Object point labels:
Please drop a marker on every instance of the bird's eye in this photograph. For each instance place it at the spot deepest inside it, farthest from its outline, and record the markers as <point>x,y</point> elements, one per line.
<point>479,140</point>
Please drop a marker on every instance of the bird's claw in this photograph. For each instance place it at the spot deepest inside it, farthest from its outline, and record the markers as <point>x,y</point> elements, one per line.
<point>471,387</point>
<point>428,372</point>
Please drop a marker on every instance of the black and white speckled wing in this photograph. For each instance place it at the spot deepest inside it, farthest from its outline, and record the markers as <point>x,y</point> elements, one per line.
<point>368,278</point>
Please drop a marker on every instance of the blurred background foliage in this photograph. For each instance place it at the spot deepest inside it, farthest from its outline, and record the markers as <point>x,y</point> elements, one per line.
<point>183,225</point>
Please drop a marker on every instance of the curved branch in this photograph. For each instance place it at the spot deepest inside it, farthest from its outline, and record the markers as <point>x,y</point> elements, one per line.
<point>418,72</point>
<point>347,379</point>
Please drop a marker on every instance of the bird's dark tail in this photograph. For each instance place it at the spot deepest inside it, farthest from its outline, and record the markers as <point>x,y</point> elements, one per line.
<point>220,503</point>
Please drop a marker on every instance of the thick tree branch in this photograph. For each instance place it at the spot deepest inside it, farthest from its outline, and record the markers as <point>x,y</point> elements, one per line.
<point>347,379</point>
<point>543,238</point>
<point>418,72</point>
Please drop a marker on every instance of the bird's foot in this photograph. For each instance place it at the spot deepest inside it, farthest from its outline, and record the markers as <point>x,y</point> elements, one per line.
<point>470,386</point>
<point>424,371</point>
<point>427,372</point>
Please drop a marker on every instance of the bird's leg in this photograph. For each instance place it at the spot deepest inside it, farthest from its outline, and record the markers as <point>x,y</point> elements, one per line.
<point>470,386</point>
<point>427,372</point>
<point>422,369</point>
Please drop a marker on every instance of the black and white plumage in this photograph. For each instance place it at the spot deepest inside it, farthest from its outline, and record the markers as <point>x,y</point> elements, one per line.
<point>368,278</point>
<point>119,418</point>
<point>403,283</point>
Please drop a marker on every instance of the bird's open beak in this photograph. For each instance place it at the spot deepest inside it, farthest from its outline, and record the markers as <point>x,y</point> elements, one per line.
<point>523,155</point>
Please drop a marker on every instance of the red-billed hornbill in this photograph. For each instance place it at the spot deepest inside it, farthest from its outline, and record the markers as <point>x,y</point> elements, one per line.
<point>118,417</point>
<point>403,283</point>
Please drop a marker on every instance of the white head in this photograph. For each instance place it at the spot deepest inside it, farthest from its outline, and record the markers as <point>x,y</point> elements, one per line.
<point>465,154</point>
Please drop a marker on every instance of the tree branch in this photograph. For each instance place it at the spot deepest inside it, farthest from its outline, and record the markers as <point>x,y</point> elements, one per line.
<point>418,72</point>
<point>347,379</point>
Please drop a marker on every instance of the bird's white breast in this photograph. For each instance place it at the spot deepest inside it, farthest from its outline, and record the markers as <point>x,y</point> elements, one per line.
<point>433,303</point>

### [Stated task]
Render as a JSON list of strings, one per line and omitting blank lines, the lines above from the line containing "Please drop a marker on every instance of the bird's foot" through the line containing "<point>422,369</point>", both included.

### [Worked answer]
[
  "Please drop a marker on every instance of the bird's foot in this photograph. For each instance place it at the spot deepest inside it, farthest from its outline, and record the markers as <point>x,y</point> elements, one per line.",
  "<point>470,386</point>",
  "<point>424,371</point>",
  "<point>427,372</point>",
  "Please drop a marker on every instance of the bird's leg in this photograph. For each instance place it at the spot deepest inside it, farthest from its outline, and record the markers as <point>x,y</point> elements, one per line.",
  "<point>470,386</point>",
  "<point>427,372</point>",
  "<point>422,369</point>"
]